* READING PASSAGE
________________________
Nkem Okocha is a Nigerian social entrepreneur and activist who founded Mamamoni, a FinTech social enterprise that empowers poor rural and urban slum women with free vocational skills and mobile loans. She is the 2016 winner of the LEAP Africa Social Innovators Programme (SIP) by Union Bank of Nigeria.

Early life and education
Okocha was born and raised in Lagos, Nigeria. She started her tertiary education at Auchi Polytechnic and later proceeded to Lagos State University where she earned a bachelor's degree in banking and finance and received a certificate in entrepreneurship from the Tony Elumelu Entrepreneurship Programme. She also has a certificate in business and entrepreneurship from Northwestern University.
________________________
* WRITTEN INSTRUCTION 1
Pick out every line in the records below that contains the string "sunlit", matching case exactly, and copy each one.
________________________
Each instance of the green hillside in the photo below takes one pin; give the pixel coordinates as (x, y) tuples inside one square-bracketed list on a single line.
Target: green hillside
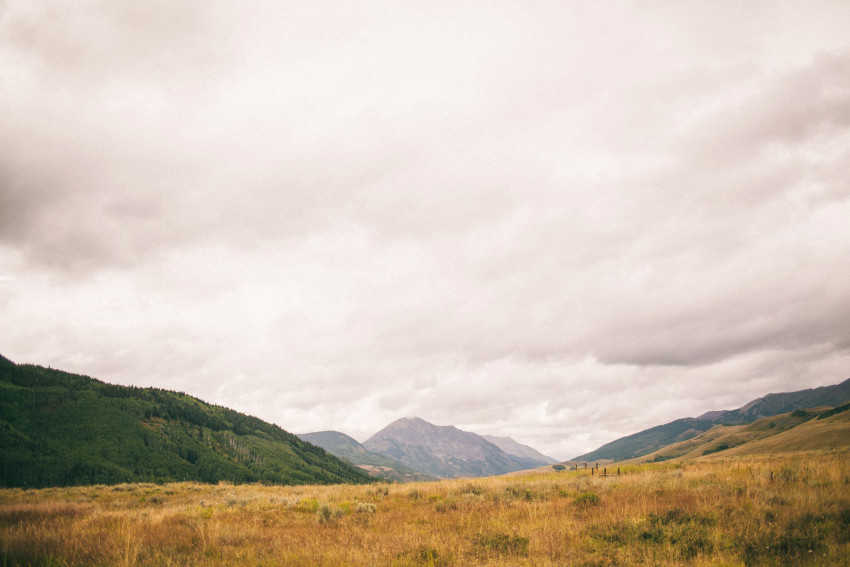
[(60, 429), (649, 440), (800, 430), (348, 448)]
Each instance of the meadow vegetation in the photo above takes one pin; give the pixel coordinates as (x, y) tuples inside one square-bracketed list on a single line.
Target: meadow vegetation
[(758, 510)]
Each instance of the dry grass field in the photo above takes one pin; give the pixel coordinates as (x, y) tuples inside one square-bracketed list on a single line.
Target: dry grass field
[(771, 510)]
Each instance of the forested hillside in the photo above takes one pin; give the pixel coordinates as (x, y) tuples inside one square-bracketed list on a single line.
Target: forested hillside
[(59, 429)]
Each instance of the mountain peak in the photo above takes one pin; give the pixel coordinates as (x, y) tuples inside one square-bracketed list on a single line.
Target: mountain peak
[(441, 450)]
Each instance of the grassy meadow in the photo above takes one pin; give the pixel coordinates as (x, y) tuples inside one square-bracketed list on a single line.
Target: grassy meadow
[(772, 510)]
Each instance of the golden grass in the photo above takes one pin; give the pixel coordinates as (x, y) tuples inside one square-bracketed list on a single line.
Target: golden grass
[(713, 512)]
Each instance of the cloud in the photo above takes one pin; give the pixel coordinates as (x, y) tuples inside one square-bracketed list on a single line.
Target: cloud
[(558, 222)]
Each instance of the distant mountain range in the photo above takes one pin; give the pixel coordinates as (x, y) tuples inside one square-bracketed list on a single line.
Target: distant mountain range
[(350, 449), (61, 429), (448, 452), (655, 438)]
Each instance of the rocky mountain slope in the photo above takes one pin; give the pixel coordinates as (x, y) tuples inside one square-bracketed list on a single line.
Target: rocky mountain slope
[(532, 457), (348, 448), (441, 451)]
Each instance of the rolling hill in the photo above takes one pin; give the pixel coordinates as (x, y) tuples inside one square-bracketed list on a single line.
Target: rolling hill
[(60, 429), (348, 448), (654, 438), (800, 430), (527, 455)]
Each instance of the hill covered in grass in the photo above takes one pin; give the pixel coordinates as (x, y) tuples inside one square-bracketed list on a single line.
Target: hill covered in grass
[(801, 430), (62, 429), (655, 438)]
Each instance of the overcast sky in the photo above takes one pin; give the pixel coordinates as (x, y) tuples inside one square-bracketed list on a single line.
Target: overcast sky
[(559, 221)]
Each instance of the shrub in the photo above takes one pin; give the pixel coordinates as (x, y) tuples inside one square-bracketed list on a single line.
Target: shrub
[(587, 499), (504, 544)]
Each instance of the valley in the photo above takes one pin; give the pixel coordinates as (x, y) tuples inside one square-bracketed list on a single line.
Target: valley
[(791, 508)]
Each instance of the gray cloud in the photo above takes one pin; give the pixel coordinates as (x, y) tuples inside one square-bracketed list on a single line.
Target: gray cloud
[(561, 223)]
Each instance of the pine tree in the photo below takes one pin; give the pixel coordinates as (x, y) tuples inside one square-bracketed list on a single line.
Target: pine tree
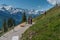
[(24, 17), (5, 28)]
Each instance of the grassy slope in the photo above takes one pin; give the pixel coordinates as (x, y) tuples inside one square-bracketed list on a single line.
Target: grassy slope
[(46, 27)]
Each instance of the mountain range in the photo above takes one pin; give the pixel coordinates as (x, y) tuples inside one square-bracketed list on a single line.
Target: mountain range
[(16, 13)]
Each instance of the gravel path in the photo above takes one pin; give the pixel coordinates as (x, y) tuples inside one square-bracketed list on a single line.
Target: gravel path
[(17, 31)]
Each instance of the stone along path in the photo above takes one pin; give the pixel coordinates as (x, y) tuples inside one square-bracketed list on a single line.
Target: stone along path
[(17, 31)]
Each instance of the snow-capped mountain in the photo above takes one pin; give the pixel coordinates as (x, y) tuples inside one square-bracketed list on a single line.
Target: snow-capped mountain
[(16, 13)]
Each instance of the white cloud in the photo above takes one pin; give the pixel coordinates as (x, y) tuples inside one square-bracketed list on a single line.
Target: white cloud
[(53, 2)]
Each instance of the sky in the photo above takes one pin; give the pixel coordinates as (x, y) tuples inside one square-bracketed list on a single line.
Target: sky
[(30, 4)]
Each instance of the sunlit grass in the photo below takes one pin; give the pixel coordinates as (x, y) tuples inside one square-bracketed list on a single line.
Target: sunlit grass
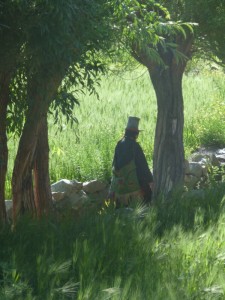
[(137, 254), (85, 151)]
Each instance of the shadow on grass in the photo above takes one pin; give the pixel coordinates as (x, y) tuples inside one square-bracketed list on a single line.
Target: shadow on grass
[(190, 209)]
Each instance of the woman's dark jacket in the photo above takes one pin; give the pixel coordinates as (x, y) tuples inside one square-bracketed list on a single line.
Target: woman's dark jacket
[(127, 149)]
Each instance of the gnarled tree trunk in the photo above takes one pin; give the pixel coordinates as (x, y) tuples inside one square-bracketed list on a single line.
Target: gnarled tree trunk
[(168, 160), (4, 100), (40, 93), (42, 191)]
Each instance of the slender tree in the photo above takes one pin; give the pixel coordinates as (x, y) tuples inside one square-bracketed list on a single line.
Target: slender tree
[(58, 36), (10, 38)]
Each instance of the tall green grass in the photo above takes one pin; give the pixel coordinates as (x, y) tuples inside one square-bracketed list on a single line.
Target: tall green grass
[(85, 151), (174, 250)]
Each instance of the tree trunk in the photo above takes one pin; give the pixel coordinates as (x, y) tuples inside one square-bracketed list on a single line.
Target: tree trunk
[(42, 191), (40, 93), (4, 100), (168, 160)]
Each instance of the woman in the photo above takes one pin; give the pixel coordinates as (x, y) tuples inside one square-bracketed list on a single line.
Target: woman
[(132, 177)]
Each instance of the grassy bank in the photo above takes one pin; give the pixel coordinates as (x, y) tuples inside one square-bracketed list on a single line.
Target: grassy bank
[(173, 251), (85, 151)]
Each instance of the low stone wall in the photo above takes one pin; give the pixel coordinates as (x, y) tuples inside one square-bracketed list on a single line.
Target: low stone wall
[(202, 165), (76, 196)]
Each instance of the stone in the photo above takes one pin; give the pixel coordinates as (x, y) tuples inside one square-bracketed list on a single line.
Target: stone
[(195, 169), (66, 186), (186, 167), (57, 196), (94, 186), (9, 208), (190, 181)]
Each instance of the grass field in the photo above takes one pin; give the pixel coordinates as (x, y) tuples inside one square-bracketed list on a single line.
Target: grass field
[(85, 151), (174, 250)]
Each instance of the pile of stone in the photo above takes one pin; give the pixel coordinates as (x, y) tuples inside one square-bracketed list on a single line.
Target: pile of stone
[(76, 196), (203, 164)]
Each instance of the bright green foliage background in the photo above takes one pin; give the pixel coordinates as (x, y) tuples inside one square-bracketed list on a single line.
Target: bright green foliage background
[(85, 151)]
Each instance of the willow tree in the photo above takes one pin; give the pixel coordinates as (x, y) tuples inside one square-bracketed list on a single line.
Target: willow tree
[(58, 36), (164, 47), (11, 41)]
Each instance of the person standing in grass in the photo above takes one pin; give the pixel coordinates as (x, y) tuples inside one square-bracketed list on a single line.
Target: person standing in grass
[(132, 178)]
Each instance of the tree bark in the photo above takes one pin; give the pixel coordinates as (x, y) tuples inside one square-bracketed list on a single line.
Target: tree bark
[(4, 100), (168, 160), (42, 190), (40, 93)]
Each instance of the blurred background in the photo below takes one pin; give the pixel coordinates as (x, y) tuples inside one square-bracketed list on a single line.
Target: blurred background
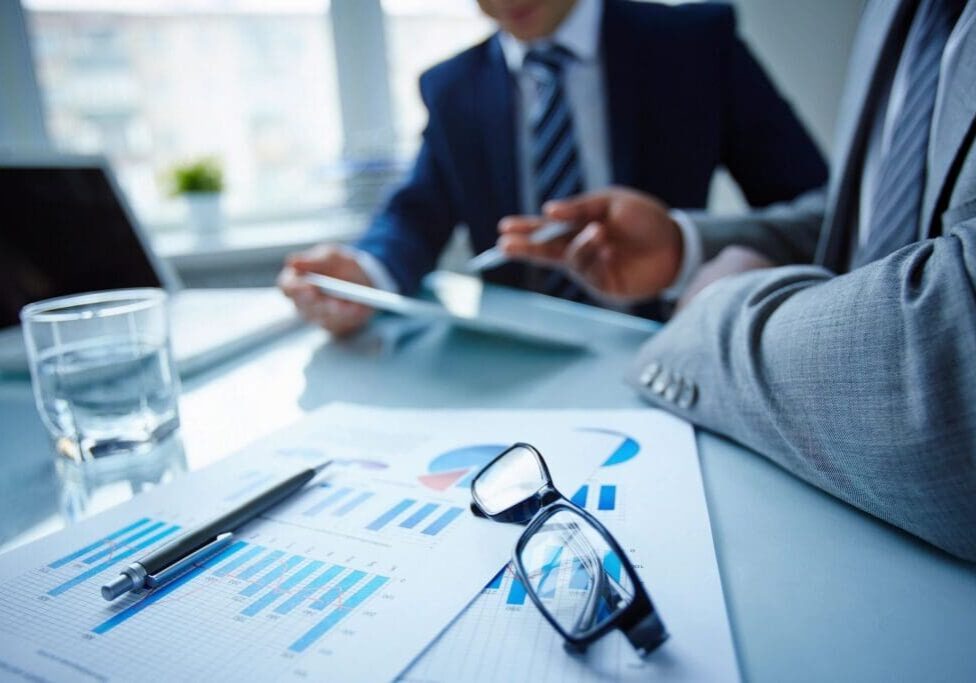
________________________
* WRITTEN INSTRUCTION 2
Write the next part of the biography of Nkem Okocha above, starting after its last sentence.

* FINAL ANSWER 1
Each instance of the sunlit grass in the photo below takes one pin; give the pixel coordinates as (x, y) tuples inside one square-bracketed list on a single line.
Target: sunlit grass

* FINAL ANSWER 2
Career
Inspired by her widowed mum's struggle to feed and educate the family, she founded Mamamoni, a social enterprise that is addressing community transformation by empowering women to carry on small businesses. She is very passionate about lifting women out of poverty, and her company aims to break the cycle of poverty in Nigeria. Since 2013, she has impacted and empowered over 4,000 women in several rural/urban slum communities and given out over 100 micro-loans. Before starting her company, she worked as a customer service representative for Intercontinental Bank, now Access Bank plc. She went further to become the managing director at Novine Koncept Ventures before starting Mamamoni.

References 

Living people
Nigerian businesspeople
Lagos State University alumni
Year of birth missing (living people)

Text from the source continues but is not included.